## WHAT YOU HAVE TO DO
Express the rows below, from the line with "facade is and return its bounding box." to the line with "[99,177,185,233]", as a two-column CSV headed instruction and boxes. Give one line per instruction, placing the instruction and all of its boxes in one quoted field each, with line breaks replaced by spaces.

_____

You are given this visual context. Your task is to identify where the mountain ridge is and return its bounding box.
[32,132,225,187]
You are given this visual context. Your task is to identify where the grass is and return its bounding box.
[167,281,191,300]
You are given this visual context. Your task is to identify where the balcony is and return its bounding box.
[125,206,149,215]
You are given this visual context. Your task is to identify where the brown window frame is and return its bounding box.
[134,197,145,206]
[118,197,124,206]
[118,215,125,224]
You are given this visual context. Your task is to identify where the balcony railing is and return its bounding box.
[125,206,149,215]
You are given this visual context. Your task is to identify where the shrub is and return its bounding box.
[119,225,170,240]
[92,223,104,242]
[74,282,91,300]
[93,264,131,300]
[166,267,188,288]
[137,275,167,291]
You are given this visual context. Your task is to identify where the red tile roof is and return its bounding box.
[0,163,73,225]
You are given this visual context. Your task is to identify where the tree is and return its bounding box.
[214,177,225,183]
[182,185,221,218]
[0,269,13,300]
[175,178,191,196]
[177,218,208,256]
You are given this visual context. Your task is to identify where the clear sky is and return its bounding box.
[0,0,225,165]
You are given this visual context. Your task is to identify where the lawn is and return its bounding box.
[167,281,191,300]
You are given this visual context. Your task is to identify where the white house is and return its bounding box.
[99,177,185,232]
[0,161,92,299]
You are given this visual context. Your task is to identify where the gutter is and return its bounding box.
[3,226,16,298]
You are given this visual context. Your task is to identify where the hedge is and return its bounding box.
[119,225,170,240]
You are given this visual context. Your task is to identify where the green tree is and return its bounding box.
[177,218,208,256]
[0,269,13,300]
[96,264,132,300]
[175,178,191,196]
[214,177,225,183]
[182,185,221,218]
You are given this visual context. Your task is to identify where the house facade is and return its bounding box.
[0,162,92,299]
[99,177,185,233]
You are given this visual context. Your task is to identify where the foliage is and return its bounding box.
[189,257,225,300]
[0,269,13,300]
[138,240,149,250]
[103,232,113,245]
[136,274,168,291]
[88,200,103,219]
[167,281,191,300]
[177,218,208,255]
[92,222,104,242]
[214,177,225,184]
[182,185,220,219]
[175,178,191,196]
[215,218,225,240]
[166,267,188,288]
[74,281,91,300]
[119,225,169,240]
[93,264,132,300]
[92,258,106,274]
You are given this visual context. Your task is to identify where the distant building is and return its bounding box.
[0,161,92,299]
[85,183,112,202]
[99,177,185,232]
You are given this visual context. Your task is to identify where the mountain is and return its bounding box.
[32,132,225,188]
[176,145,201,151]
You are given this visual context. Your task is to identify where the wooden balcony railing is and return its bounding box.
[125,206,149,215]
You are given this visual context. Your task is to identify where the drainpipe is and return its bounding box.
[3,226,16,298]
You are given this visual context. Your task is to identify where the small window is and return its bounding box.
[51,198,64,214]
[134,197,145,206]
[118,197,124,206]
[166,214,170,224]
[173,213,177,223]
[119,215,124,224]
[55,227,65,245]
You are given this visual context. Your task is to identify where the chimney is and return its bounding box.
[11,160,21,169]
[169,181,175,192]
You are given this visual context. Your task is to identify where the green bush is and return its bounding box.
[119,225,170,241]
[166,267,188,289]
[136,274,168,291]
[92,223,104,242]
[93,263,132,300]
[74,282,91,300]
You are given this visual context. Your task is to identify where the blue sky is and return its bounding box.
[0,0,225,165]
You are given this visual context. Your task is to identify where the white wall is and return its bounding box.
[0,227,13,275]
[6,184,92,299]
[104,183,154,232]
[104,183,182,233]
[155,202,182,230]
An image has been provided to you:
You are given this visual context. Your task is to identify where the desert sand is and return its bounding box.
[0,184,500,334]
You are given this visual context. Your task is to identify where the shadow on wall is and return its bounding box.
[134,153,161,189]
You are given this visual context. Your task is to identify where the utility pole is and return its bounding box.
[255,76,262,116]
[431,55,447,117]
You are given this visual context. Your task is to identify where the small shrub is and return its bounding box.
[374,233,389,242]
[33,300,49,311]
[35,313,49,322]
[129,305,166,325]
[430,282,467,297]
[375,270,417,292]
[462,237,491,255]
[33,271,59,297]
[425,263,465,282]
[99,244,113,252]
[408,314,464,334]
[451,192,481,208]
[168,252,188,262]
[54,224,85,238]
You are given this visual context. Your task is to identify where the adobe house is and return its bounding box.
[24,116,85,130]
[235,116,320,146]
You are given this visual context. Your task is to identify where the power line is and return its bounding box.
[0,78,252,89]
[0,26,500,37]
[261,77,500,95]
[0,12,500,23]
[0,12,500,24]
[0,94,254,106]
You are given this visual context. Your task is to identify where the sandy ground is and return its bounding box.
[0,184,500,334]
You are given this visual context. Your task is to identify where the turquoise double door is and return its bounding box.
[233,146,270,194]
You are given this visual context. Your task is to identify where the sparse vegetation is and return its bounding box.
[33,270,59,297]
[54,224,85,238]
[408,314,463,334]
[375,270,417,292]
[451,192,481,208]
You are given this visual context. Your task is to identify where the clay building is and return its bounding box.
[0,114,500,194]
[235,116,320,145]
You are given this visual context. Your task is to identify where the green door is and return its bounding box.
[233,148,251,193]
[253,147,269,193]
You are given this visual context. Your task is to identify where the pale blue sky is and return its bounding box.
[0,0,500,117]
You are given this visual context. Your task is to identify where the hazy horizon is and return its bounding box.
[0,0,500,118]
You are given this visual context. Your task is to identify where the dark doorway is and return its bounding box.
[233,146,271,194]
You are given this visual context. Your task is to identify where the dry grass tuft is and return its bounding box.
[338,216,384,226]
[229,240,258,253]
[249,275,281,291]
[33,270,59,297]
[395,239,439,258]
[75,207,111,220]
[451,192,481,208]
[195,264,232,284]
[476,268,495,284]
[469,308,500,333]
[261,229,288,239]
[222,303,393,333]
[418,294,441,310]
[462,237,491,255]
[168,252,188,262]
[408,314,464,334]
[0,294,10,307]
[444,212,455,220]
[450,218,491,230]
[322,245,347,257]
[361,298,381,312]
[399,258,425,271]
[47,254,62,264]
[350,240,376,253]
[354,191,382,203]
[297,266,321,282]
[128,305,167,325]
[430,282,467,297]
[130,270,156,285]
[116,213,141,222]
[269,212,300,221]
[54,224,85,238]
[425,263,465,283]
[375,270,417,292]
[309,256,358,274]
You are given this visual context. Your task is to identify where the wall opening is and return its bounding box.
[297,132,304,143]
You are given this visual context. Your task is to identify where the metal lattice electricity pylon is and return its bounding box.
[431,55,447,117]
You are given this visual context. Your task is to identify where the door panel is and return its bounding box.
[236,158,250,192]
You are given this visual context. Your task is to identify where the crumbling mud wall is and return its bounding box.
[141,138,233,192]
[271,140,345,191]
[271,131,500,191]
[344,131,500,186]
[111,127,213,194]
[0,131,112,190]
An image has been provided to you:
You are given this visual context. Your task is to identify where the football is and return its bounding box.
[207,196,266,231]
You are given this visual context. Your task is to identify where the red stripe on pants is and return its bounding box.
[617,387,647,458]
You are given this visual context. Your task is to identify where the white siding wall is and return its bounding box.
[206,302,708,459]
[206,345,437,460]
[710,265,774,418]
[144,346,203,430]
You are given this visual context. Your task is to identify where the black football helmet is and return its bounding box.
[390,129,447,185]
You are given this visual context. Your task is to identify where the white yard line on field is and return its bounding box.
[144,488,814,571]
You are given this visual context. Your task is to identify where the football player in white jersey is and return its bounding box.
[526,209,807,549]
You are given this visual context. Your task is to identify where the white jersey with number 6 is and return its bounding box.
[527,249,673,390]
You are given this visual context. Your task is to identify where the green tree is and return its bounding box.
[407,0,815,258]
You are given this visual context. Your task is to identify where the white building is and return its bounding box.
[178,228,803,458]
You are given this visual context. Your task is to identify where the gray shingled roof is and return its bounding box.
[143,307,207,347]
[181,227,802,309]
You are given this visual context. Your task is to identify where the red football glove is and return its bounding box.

_____

## COMPLETE ANSWER
instruction,boxes
"You are given this visual context. Your task is to identify where the house facade is and return its bounding box.","[0,162,92,299] [99,177,185,233]"